── Text passage ──

The proposed Green Transformation (GX) Basic Policy, which is open for public comment until January 22, 2023. It is effectively an investment roadmap for 150 trillion yen (over USD 1.1 trillion) of public-private financing over the next 10 years to transform 22 industrial sectors to meet carbon neutrality.
The Japanese government aims to introduce ‘carbon pricing’ combining a ‘carbon levy’ and voluntary emissions trading. The late introduction timelines and the voluntary design brings into question whether this ‘carbon pricing’ can effectively reduce emissions, but given that much is still under discussion, there is room for corporate advocacy for more robust regulations.
Heavy industry has advocated for the funding to be allocated to technologies misaligned with IPCC timelines, including thermal power (LNG, ammonia co-firing with coal, hydrogen, CCS), hybrid vehicles, and weakened the role of renewables. The draft strategy also proposes to build new nuclear reactors in a major reversal of policy since the Fukushima disaster.

───
── Provided data ──

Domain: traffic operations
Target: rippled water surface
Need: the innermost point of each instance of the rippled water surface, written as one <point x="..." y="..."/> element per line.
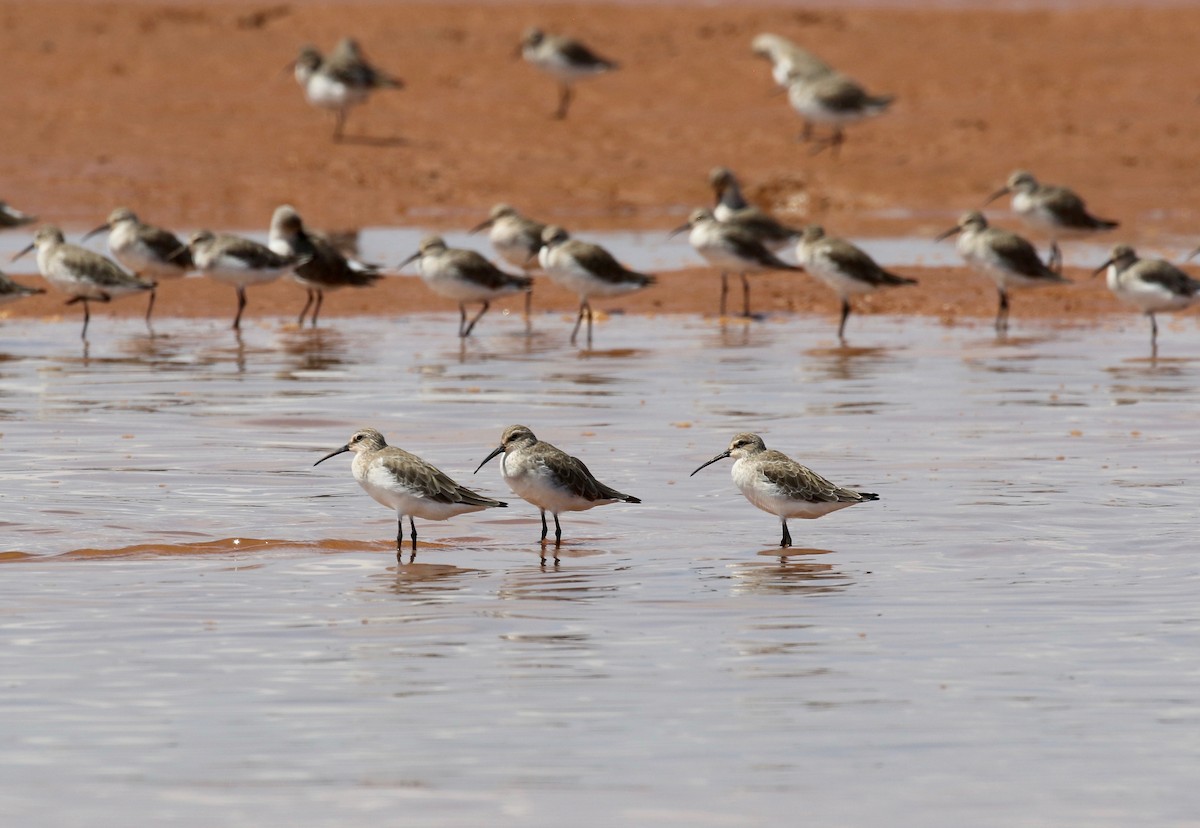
<point x="199" y="628"/>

───

Problems to work on:
**1.** Reproduce the GX policy text between "The proposed Green" and "more robust regulations.", inclusive.
**2.** Summarize the GX policy text in two sentences.
**3.** According to the GX policy text, until what date is the proposed policy open for public comment?

Solution list:
**1.**
The proposed Green Transformation (GX) Basic Policy, which is open for public comment until January 22, 2023. It is effectively an investment roadmap for 150 trillion yen (over USD 1.1 trillion) of public-private financing over the next 10 years to transform 22 industrial sectors to meet carbon neutrality.
The Japanese government aims to introduce ‘carbon pricing’ combining a ‘carbon levy’ and voluntary emissions trading. The late introduction timelines and the voluntary design brings into question whether this ‘carbon pricing’ can effectively reduce emissions, but given that much is still under discussion, there is room for corporate advocacy for more robust regulations.

**2.** Japan's proposed Green Transformation Basic Policy sets out a roadmap for 150 trillion yen of public-private financing over 10 years to move 22 industrial sectors toward carbon neutrality, including a "carbon pricing" scheme that combines a carbon levy with voluntary emissions trading. The late timelines and voluntary design raise doubts about its effect on emissions, while heavy industry has pushed funding toward technologies misaligned with IPCC timelines, and the draft also proposes new nuclear reactors.

**3.** January 22, 2023.